**Task material**.
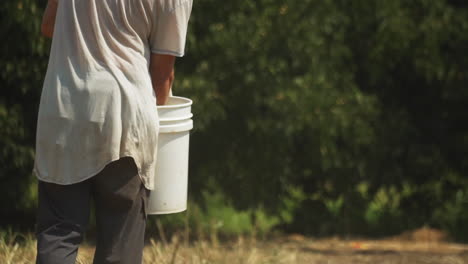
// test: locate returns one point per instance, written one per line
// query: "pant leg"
(61, 221)
(119, 197)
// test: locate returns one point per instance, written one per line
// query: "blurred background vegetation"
(321, 117)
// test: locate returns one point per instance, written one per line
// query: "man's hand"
(48, 20)
(162, 75)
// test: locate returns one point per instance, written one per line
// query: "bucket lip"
(180, 118)
(188, 103)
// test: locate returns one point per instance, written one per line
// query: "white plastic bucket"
(171, 178)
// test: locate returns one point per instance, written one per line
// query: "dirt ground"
(422, 246)
(336, 251)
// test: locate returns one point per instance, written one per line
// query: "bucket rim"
(181, 118)
(188, 103)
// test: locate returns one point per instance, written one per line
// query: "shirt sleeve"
(169, 26)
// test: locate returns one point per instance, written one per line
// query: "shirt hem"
(145, 183)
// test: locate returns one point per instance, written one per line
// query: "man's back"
(98, 88)
(98, 126)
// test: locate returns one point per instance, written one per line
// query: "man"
(110, 63)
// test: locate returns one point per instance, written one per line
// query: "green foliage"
(216, 216)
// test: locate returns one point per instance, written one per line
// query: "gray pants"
(119, 197)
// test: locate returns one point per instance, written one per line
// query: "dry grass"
(290, 249)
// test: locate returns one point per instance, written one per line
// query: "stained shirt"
(97, 103)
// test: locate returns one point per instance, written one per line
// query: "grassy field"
(425, 247)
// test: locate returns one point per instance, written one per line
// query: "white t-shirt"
(97, 103)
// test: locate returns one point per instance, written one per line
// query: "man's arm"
(162, 75)
(48, 20)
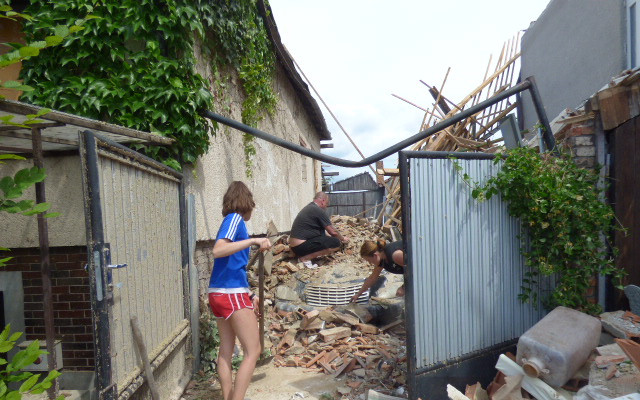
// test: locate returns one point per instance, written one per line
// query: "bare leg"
(320, 253)
(245, 325)
(225, 354)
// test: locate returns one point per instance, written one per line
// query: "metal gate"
(465, 273)
(135, 220)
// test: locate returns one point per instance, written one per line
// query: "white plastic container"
(558, 345)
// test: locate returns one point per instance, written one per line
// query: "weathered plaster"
(280, 184)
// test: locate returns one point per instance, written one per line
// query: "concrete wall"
(572, 50)
(283, 182)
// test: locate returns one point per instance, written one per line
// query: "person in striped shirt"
(230, 299)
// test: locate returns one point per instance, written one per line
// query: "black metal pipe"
(526, 84)
(408, 274)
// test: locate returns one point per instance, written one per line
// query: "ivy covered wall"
(133, 65)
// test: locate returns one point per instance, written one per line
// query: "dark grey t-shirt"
(389, 264)
(310, 222)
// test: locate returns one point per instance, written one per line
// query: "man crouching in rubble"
(308, 239)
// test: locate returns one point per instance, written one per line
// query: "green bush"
(567, 221)
(13, 370)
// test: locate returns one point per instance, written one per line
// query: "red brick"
(83, 338)
(71, 329)
(79, 289)
(61, 306)
(56, 258)
(66, 266)
(71, 297)
(57, 274)
(31, 275)
(27, 259)
(72, 314)
(60, 290)
(32, 290)
(81, 259)
(33, 298)
(79, 273)
(33, 306)
(84, 354)
(82, 321)
(75, 362)
(69, 281)
(34, 314)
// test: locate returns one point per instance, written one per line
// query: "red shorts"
(224, 304)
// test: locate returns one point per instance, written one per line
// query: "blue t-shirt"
(231, 271)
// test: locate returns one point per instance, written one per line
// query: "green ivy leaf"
(28, 51)
(37, 209)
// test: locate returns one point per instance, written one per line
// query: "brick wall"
(204, 263)
(579, 138)
(71, 301)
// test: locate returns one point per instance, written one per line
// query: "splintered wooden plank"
(335, 333)
(316, 358)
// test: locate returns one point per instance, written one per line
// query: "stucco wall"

**Exercise details**.
Each line in the records above should be reproduced exactly; images are not copied.

**Complete output**.
// test: locate returns one point per instance, written one per line
// query: "pant leg"
(61, 221)
(119, 197)
// test: locate returns one point per instance, written one per line
// query: "blurred background vegetation"
(321, 117)
// test: locate returns one point per instance, written one per line
// query: "man's hand"
(48, 20)
(162, 75)
// test: locate returns one point per instance, written one per line
// query: "bucket lip"
(180, 118)
(188, 103)
// test: locate returns one point per instance, written one per line
// query: "white plastic bucket"
(171, 178)
// test: locate returns one point per instance, written one per line
// query: "dirt ground"
(422, 246)
(336, 251)
// test: locate returns one point per instance, written one per line
// query: "bucket rim"
(181, 118)
(188, 103)
// test: locate returns one point per instance, written one per line
// query: "shirt sleeve"
(169, 26)
// test: locate returns one point per instance, written one per line
// query: "shirt hem"
(145, 183)
// test: locate returns one point per instance, written one per line
// query: "man's back"
(98, 88)
(98, 126)
// test: locate returns one point per instance, written one per line
// query: "man"
(110, 63)
// test: locate returns one point per instance, written one per line
// query: "green foliage"
(216, 216)
// test: locate returns one point per instance, written one per line
// query: "gray pants"
(119, 197)
// test: locate returns one point per instance, written one per line
// query: "dry grass"
(290, 249)
// test: locate returns one point per instance, written one per line
// query: "stained shirt"
(97, 103)
// test: locate returns one point per instance, written one per line
// query: "grassy field"
(425, 247)
// test: locate returns one point per instance, written one per line
// query: "white t-shirt"
(97, 103)
// test: locate returns one point per instance, written one per line
// query: "man's arm"
(162, 75)
(48, 20)
// test: locate returns one point per instance, written one per line
// query: "bare leg"
(320, 253)
(245, 325)
(225, 354)
// test: locate returns one point per instance, written one per line
// query: "metal gate"
(465, 273)
(135, 220)
// test: locate returns one point per instance, written one per line
// query: "white plastic container"
(558, 345)
// test: locate returns one point per instance, written one per line
// query: "weathered plaster"
(280, 184)
// test: locate returns one point per instance, written one per line
// query: "concrete wall"
(572, 50)
(283, 182)
// test: locate returns one point per instance, written one per line
// query: "person in striped shirt"
(230, 299)
// test: locate returns one point per instance, written one per line
// query: "black metal pipe"
(526, 84)
(408, 274)
// test: locate returns one point per instance, written one per line
// query: "ivy covered wall"
(133, 65)
// test: locate returns one point per instance, written one per line
// query: "dark grey t-shirt"
(389, 264)
(310, 222)
// test: locate returns one point per instance, written one per line
// query: "man crouching in rubble"
(308, 239)
// test: locate returns one point per instance, written one per line
// query: "green bush"
(567, 221)
(13, 370)
// test: locate returns one point per instance, written one per line
// query: "red brick"
(83, 338)
(71, 329)
(79, 289)
(61, 306)
(56, 258)
(66, 266)
(71, 297)
(57, 274)
(31, 275)
(27, 259)
(72, 314)
(60, 290)
(32, 290)
(81, 259)
(33, 298)
(79, 273)
(33, 306)
(84, 354)
(82, 321)
(75, 362)
(69, 281)
(34, 314)
// test: locate returns one point per instance, written one per line
// query: "red shorts"
(224, 304)
// test: locate returns one point per instance, written one per line
// query: "blue t-shirt"
(231, 271)
// test: locate returns one point per instance, written one per line
// query: "green ivy leaf"
(28, 51)
(37, 209)
// test: locate returns one point per instance, written one per line
// query: "brick wall"
(204, 263)
(579, 138)
(71, 301)
// test: locate returns one point per instance, written one per line
// query: "splintered wooden plank"
(335, 333)
(316, 358)
// test: locate returns one point per instance, written one per line
// query: "stucco wall"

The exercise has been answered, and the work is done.